**WORK INSTRUCTIONS**
Write out again, exactly, the lines below starting at the one with "bbox: radiator grille" and ending at the one with "bbox: white debris on hood".

----

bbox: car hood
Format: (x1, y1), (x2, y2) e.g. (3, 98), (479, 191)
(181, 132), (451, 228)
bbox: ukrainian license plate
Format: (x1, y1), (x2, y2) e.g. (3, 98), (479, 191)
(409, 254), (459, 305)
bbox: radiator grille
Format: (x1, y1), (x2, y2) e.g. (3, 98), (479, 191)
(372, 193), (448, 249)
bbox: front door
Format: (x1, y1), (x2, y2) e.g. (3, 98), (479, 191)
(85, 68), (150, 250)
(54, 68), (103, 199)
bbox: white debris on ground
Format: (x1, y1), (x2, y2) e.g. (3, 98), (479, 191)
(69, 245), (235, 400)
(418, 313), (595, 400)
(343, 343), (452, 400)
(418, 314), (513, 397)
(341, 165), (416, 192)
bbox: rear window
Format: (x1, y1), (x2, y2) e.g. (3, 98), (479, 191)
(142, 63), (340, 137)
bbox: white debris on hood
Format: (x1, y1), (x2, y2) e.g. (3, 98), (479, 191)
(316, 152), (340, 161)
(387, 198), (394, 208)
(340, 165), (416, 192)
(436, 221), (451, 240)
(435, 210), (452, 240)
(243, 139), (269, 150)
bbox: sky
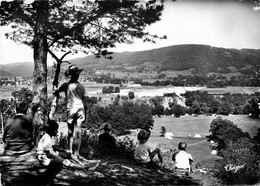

----

**ANSWER SECTION**
bbox: radiator grille
Format: (x1, y1), (x2, y2) e.g. (3, 98), (479, 191)
(372, 193), (448, 249)
bbox: front door
Format: (x1, y1), (x2, y2) e.g. (3, 98), (479, 191)
(85, 68), (150, 250)
(54, 68), (103, 199)
bbox: white debris on ground
Format: (x1, y1), (x2, y2) e.g. (3, 98), (479, 191)
(69, 245), (235, 400)
(418, 313), (595, 400)
(343, 343), (452, 400)
(418, 314), (513, 397)
(341, 165), (416, 192)
bbox: rear window
Format: (x1, y1), (x2, y2) e.g. (3, 98), (479, 191)
(142, 63), (340, 137)
bbox: white debris on hood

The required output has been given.